TASK MATERIAL =
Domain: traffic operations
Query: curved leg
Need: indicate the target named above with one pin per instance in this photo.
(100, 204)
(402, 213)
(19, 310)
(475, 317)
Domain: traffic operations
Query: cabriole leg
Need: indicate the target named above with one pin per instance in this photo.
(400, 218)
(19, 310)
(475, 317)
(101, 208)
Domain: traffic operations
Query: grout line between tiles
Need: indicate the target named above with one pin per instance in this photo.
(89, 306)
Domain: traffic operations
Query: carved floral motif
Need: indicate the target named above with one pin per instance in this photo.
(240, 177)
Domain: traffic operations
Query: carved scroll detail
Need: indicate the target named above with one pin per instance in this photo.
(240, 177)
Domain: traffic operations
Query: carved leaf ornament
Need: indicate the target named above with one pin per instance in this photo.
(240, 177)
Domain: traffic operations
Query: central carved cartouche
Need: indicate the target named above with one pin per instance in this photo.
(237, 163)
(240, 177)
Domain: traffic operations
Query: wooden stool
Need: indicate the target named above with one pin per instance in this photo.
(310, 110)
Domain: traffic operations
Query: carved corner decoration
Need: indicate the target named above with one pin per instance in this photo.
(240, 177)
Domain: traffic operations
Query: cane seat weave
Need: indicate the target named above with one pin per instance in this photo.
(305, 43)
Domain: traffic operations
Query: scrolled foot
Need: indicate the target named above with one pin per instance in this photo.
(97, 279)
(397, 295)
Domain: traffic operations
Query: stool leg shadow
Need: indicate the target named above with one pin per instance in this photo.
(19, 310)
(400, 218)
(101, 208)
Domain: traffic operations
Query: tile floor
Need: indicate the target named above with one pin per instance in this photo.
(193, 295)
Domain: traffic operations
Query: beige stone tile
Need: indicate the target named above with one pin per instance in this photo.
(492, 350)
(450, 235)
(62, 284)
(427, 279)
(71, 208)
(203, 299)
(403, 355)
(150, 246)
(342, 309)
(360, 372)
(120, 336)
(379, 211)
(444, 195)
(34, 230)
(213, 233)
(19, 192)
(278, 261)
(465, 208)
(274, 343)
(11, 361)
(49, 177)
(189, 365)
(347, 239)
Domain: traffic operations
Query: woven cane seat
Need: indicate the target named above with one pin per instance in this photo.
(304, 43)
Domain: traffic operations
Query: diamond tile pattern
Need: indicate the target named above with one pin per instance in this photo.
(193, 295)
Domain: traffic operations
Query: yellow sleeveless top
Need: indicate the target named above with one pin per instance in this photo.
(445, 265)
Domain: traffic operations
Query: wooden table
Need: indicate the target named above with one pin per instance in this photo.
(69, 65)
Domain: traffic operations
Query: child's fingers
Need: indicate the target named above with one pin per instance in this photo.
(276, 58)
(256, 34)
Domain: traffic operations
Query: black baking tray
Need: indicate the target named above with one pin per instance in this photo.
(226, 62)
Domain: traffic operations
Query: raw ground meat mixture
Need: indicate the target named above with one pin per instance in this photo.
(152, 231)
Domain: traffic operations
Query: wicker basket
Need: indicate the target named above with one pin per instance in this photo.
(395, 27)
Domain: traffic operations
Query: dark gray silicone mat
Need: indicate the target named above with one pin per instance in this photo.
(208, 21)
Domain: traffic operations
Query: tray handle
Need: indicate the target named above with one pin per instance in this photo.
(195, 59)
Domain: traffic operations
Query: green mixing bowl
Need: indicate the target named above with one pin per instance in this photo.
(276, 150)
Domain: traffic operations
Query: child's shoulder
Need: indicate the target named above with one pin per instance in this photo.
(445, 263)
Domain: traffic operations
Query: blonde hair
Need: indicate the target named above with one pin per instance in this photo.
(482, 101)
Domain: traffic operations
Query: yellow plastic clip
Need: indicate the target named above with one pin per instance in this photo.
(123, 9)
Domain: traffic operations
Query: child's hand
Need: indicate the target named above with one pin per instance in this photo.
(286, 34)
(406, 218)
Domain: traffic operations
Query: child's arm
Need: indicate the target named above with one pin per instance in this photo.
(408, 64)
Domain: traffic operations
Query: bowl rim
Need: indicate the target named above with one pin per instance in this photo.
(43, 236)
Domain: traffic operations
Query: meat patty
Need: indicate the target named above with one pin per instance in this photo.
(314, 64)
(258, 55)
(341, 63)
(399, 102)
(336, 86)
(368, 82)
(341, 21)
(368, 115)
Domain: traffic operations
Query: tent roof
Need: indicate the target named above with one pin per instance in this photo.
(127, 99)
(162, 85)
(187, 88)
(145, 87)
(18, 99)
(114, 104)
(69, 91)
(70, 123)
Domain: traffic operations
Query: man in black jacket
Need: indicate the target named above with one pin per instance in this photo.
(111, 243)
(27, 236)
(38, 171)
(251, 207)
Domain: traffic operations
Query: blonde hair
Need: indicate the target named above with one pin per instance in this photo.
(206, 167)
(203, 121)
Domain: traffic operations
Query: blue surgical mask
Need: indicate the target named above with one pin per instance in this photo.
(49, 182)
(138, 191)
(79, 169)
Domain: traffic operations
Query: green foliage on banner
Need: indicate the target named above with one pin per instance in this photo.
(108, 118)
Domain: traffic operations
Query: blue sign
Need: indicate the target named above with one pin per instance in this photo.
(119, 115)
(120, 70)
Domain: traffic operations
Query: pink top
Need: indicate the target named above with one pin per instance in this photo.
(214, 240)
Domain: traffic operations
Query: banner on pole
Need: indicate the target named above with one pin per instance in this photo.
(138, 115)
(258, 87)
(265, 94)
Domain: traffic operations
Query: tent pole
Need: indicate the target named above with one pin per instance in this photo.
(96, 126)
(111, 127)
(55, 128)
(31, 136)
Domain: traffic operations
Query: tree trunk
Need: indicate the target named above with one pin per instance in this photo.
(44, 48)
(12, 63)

--

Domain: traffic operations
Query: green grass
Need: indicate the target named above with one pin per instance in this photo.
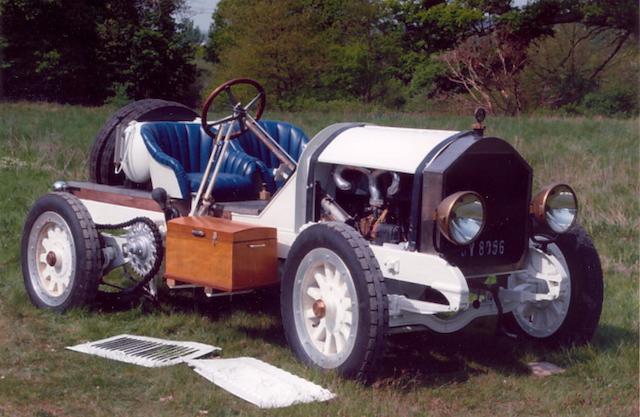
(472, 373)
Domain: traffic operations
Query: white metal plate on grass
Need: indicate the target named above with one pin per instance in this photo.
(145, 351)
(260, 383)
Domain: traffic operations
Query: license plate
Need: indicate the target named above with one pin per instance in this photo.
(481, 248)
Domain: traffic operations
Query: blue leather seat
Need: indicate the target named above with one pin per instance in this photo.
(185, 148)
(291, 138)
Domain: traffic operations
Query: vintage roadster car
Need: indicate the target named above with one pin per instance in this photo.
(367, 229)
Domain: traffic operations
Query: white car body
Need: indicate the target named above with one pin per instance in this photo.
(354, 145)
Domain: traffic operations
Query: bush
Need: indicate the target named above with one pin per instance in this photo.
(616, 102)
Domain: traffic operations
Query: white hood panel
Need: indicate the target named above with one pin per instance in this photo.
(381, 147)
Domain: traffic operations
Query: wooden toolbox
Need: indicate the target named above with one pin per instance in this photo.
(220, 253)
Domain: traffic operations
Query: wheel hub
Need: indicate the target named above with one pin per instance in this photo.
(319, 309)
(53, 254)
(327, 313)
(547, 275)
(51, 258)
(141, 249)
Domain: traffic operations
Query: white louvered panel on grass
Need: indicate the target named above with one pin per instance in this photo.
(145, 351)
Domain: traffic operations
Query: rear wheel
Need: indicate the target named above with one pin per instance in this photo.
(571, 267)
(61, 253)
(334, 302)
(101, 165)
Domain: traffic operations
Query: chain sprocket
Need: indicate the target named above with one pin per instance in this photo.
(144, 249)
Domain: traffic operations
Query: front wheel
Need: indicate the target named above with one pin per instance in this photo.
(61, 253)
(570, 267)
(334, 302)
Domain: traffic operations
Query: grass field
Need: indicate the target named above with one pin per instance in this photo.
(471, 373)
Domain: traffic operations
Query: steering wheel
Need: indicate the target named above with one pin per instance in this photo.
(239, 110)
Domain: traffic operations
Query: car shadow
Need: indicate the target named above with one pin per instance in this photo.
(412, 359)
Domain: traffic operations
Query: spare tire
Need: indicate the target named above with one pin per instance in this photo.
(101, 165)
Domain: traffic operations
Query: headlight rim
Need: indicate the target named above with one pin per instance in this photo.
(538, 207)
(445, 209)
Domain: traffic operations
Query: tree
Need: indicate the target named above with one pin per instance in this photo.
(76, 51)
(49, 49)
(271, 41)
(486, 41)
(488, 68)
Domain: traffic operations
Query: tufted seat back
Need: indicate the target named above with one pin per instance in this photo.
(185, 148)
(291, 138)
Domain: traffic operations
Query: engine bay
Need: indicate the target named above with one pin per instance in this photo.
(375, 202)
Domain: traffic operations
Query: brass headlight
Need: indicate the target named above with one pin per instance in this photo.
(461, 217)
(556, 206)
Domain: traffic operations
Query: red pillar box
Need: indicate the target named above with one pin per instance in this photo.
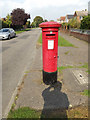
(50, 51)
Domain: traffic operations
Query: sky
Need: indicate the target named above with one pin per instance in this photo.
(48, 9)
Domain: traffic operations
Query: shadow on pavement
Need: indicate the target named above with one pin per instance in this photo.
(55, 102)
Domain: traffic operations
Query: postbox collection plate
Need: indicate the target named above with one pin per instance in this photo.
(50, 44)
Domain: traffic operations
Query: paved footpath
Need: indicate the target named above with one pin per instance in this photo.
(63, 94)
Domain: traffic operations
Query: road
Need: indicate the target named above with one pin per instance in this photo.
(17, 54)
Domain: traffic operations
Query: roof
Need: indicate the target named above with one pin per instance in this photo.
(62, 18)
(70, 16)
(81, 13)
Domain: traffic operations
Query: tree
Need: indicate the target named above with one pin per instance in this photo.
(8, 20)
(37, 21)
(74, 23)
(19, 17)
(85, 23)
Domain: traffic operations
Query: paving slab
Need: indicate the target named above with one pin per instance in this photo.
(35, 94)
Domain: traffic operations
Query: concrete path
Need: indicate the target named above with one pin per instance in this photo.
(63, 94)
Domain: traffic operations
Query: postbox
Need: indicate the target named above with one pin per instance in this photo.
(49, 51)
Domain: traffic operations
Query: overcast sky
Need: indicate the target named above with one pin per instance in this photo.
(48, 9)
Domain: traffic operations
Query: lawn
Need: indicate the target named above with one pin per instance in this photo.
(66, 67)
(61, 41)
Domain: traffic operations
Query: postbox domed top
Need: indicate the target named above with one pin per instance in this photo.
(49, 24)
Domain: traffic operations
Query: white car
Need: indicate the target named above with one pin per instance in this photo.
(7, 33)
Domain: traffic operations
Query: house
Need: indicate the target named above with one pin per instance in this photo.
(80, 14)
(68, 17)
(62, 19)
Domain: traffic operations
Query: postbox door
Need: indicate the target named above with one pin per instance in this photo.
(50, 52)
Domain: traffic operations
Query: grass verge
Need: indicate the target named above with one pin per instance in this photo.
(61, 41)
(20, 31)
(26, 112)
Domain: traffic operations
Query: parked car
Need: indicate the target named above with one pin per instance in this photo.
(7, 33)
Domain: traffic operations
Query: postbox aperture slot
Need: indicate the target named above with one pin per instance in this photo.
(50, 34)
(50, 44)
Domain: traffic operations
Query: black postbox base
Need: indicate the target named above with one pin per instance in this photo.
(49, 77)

WORK INSTRUCTION = Looking at the data above, write out exactly the lines that start at the one containing "Query: cane seat weave" and end at the one containing "Query: raw ground meat mixture"; include both and nothing beyond.

YOUR SOLUTION =
Query: cane seat weave
Need: indicate the target named above with one pin per instance in this photo.
(305, 43)
Domain: traffic operations
Query: scrolled foot
Need: indicate the target named above with one pin per instance in this photo.
(97, 279)
(397, 295)
Domain: traffic operations
Query: stool leg shadow
Need: indicate the target named above with one pin per instance in this photo.
(19, 310)
(400, 218)
(101, 208)
Domain: traffic operations
Query: tile floor
Need: indicate the target named above with one pin per instance in this photo.
(193, 295)
Domain: traffic operations
Query: beige stone tile
Need: indicate the target named above with one pin per instance in this photo.
(492, 350)
(450, 235)
(62, 284)
(427, 279)
(71, 208)
(203, 299)
(403, 355)
(150, 246)
(342, 309)
(360, 372)
(120, 336)
(379, 211)
(444, 195)
(34, 230)
(213, 233)
(19, 192)
(278, 261)
(465, 208)
(274, 343)
(11, 361)
(49, 177)
(189, 365)
(347, 239)
Domain: traffic operations
Query: woven cane seat
Need: indicate the target named above with one pin per instance in this photo.
(304, 43)
Domain: traffic operations
Query: diamond tile pattern
Need: indicate the target named above with one pin per instance in this photo.
(193, 295)
Domain: traffic operations
Query: yellow sleeveless top
Need: indicate the target named above with one pin per instance in this photo.
(445, 265)
Domain: traffic operations
Query: wooden table
Need: indicate the target named above with one pin per instance in this photo.
(69, 65)
Domain: traffic operations
Query: child's fingers
Need: indicate the target named above with one pin per instance in this photo.
(276, 58)
(256, 34)
Domain: traffic operations
Query: black baking tray
Need: indicate the target named above with one pin per instance in this photo.
(226, 62)
Domain: traffic operations
Query: raw ground meat mixture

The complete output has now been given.